WORK TASK :: The whole listing should be retyped word for word, apart from the pictures it holds.

SUPPLIED MATERIAL ::

---

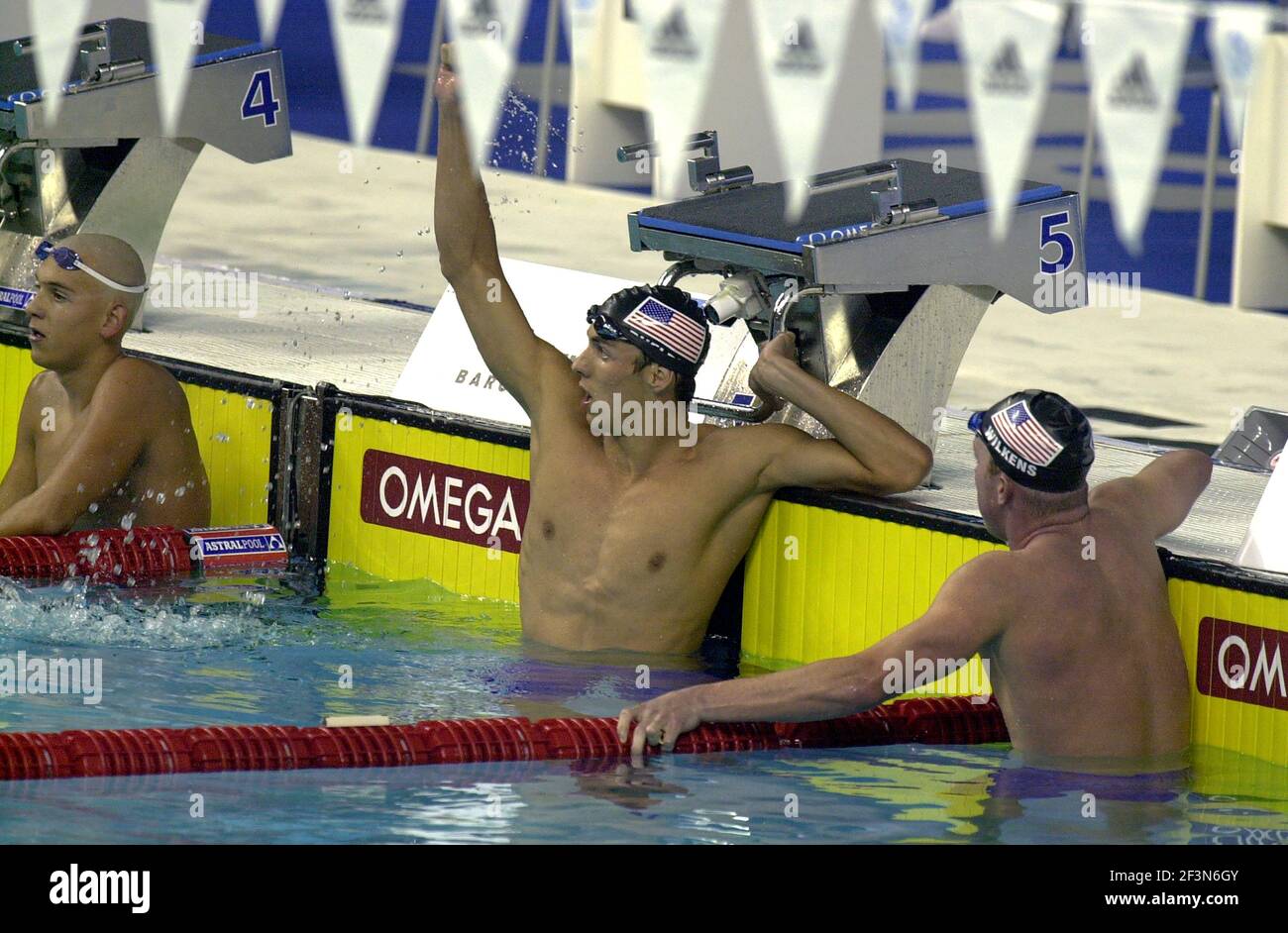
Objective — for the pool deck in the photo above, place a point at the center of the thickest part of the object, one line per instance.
(1179, 370)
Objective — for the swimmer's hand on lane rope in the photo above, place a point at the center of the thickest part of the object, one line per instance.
(764, 377)
(661, 721)
(445, 85)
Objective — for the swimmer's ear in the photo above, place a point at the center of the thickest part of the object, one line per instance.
(658, 377)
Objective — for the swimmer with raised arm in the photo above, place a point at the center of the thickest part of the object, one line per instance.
(103, 439)
(1074, 622)
(630, 538)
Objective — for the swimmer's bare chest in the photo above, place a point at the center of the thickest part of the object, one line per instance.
(630, 564)
(124, 503)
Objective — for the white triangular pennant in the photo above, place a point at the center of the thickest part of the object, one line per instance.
(366, 38)
(269, 13)
(581, 16)
(175, 27)
(1234, 37)
(901, 25)
(55, 29)
(1008, 46)
(1136, 67)
(800, 46)
(679, 48)
(484, 43)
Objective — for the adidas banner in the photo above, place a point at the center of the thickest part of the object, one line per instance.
(679, 47)
(175, 29)
(1008, 47)
(800, 46)
(55, 29)
(1136, 55)
(366, 37)
(484, 43)
(269, 13)
(901, 25)
(1234, 37)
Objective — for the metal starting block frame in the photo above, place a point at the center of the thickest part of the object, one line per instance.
(104, 164)
(884, 278)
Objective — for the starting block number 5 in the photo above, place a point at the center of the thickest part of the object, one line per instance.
(1051, 233)
(267, 106)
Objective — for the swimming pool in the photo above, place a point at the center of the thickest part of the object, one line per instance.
(270, 650)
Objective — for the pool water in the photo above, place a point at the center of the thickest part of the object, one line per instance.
(269, 650)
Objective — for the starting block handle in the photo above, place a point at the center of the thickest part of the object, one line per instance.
(750, 415)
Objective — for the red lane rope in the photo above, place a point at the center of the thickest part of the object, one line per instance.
(141, 555)
(107, 555)
(101, 753)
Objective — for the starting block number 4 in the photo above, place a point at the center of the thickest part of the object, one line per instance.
(267, 106)
(1051, 233)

---

COMPLETED EXERCISE ::
Objective — for the pool deck in the photo above, place a point at the center of the thickest part of the object, one line per instance.
(1179, 370)
Objective — for the swimmer's hand on lane rope in the photo above, place a point at the center of the thickest part of the object, one line per instance.
(764, 377)
(661, 721)
(445, 85)
Objective — for the swimmer's ear in the photo above, place a point at the center of the thickest part of the object, one line per instance.
(658, 377)
Objective — for the swimmer with raised arm in the photo above, place a point at the center of the thickest part of the object, one line per instance.
(103, 439)
(1074, 622)
(630, 538)
Objective — for the swimmer's bare chest in the photo above, place a point at the center of the thickest part of the object, one line per instance.
(630, 564)
(124, 503)
Objective — for the white triangular pennant in the photo above, place a point at the center of the thickest part of the object, one line per instance.
(366, 38)
(269, 13)
(581, 16)
(175, 27)
(1234, 37)
(901, 25)
(55, 29)
(1008, 46)
(1136, 67)
(800, 46)
(679, 48)
(484, 43)
Objective — for the adidas banner in the photo above, place a point at the center of the thickest part of the object, one line per instance.
(679, 47)
(175, 29)
(1008, 47)
(800, 46)
(55, 29)
(1136, 55)
(366, 37)
(484, 43)
(269, 13)
(901, 25)
(1234, 37)
Objective — for the metal starting block frame in the photo above, place a point at the center of the thickest part of the object, one line per instance.
(104, 164)
(884, 278)
Objective — for the starting block number 5 in the photo above, place a point at the center of the thickest part of the object, one line per instance.
(1051, 233)
(267, 106)
Objective — for the swimming pool in the photo above, place a point at the center of the thickest part of the object, one line per instance.
(270, 650)
Objective — for the pool water in the photo above, place a point at the center of the thickest part of the object, one line per instance.
(269, 650)
Objective — for the starting block handle in the photo above, place a point at the center of the thickest part of the object, one line per instance.
(750, 415)
Objective — for the red lane rope in the photo above, place a point at the center of the thickest part of the object, one line per instance.
(141, 555)
(107, 555)
(101, 753)
Objective — for the starting block number 4 in the photo above, place a point at the center of the thickest part of the object, one line per instance.
(267, 106)
(1051, 233)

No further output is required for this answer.